# Provided records:
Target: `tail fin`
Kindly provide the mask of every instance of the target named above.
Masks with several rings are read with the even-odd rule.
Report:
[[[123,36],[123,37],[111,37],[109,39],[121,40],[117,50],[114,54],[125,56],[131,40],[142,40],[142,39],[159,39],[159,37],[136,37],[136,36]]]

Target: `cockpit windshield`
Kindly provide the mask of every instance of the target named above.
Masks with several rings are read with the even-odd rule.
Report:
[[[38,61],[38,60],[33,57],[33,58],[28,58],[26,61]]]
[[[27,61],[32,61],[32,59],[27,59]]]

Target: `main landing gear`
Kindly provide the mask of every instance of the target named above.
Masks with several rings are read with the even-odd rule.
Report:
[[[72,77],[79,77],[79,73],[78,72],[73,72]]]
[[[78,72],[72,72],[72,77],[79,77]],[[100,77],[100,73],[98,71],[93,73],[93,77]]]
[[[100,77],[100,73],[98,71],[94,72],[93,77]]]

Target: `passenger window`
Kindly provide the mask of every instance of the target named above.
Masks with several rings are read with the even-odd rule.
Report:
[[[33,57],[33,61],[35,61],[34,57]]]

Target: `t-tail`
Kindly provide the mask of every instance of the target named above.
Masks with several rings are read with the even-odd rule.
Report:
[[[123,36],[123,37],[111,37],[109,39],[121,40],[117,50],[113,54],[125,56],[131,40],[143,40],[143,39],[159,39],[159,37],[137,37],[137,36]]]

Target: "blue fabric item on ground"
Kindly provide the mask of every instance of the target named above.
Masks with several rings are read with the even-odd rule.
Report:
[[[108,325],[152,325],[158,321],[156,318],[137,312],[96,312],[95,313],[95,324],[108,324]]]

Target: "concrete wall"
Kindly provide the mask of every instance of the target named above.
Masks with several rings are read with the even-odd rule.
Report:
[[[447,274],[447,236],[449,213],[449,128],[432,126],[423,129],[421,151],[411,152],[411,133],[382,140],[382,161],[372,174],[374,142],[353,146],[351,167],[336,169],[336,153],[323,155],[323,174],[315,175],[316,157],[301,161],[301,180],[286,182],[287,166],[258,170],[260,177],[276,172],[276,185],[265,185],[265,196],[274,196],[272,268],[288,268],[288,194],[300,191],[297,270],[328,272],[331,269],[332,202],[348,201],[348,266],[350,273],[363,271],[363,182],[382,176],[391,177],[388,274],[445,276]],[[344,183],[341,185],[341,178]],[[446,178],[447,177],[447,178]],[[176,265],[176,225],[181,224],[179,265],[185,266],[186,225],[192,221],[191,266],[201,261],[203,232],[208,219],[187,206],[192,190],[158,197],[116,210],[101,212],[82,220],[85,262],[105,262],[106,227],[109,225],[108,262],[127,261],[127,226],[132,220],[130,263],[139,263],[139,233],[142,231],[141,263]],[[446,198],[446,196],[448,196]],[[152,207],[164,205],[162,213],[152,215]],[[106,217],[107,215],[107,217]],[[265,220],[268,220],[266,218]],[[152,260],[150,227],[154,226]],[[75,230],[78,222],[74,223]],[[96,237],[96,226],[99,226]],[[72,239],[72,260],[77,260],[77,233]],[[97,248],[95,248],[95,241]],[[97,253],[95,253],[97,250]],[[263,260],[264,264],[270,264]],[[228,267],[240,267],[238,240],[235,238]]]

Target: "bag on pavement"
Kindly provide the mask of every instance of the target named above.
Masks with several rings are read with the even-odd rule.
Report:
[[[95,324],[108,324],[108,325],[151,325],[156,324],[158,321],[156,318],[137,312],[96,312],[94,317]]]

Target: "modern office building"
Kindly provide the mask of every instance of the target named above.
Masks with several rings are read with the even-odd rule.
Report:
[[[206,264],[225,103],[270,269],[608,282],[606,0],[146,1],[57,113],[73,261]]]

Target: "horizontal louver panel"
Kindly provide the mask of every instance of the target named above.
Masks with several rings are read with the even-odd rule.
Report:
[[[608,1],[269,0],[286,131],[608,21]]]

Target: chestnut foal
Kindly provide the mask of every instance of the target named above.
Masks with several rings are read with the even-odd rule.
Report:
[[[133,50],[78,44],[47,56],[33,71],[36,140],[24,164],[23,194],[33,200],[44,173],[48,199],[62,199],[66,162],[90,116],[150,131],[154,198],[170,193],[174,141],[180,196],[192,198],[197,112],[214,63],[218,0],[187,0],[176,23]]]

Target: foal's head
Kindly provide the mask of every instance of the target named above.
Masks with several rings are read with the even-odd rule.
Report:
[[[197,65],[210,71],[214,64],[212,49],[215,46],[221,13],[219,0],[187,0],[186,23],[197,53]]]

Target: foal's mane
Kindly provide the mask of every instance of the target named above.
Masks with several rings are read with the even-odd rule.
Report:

# What needs to be done:
Within the listing, how many lines carry the word "foal"? Answer with the number alone.

# Answer to this exercise:
3